Find the line with "Target: clear plastic cover" in the data below, then restate it and all remaining lines exactly, adding nothing.

[Natural language region descriptions]
============

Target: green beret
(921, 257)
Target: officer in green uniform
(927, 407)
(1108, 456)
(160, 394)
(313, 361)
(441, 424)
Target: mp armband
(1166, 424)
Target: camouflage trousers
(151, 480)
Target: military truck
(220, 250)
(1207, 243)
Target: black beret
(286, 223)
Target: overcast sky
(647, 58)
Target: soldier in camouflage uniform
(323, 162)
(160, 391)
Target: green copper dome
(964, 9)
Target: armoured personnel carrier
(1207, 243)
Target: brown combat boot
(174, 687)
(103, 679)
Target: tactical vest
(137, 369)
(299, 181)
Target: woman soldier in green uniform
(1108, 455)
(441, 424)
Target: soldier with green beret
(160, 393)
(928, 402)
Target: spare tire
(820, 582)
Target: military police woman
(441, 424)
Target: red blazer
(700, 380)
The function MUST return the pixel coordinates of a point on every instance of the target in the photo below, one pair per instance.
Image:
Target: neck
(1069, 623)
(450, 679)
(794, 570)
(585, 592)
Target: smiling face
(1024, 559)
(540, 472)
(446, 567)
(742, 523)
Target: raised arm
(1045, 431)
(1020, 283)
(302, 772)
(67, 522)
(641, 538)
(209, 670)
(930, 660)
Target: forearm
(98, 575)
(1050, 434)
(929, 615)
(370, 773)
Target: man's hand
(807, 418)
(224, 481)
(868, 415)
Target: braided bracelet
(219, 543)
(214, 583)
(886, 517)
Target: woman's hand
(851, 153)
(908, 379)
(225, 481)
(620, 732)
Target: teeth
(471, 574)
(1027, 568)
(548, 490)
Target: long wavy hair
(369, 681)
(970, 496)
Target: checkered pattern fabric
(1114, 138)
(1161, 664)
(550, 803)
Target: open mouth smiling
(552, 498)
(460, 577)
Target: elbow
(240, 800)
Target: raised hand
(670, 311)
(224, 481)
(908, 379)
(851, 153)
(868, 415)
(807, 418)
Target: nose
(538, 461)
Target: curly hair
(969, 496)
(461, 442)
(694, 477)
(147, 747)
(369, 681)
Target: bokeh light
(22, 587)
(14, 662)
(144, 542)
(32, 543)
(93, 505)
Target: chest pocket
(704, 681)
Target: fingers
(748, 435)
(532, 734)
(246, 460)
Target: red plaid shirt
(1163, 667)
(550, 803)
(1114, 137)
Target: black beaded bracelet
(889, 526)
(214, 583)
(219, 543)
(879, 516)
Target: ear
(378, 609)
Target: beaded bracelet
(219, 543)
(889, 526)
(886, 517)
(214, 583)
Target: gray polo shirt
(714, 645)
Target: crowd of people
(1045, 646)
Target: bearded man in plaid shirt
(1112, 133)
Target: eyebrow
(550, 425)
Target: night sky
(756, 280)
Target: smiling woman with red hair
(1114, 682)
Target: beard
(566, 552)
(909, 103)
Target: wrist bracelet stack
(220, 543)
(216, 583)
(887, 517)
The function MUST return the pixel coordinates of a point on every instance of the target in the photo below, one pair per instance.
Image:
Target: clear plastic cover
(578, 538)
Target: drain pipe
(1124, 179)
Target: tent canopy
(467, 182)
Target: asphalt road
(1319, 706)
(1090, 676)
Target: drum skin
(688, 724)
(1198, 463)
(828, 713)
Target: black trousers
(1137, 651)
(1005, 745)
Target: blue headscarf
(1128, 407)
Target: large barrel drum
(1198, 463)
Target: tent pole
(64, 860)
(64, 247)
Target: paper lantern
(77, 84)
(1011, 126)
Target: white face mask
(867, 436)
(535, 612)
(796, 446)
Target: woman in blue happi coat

============

## Result of this task
Target: clear plastic cover
(578, 538)
Target: drain pipe
(1124, 179)
Target: tent canopy
(467, 182)
Target: asphalt road
(1319, 706)
(1090, 676)
Target: drum skin
(688, 724)
(1198, 463)
(828, 713)
Target: black trousers
(1137, 651)
(1005, 745)
Target: blue headscarf
(1128, 407)
Target: large barrel drum
(1198, 463)
Target: tent pole
(64, 860)
(64, 247)
Target: paper lantern
(77, 84)
(1011, 126)
Target: white face mask
(867, 436)
(535, 612)
(796, 446)
Target: woman in blue happi coat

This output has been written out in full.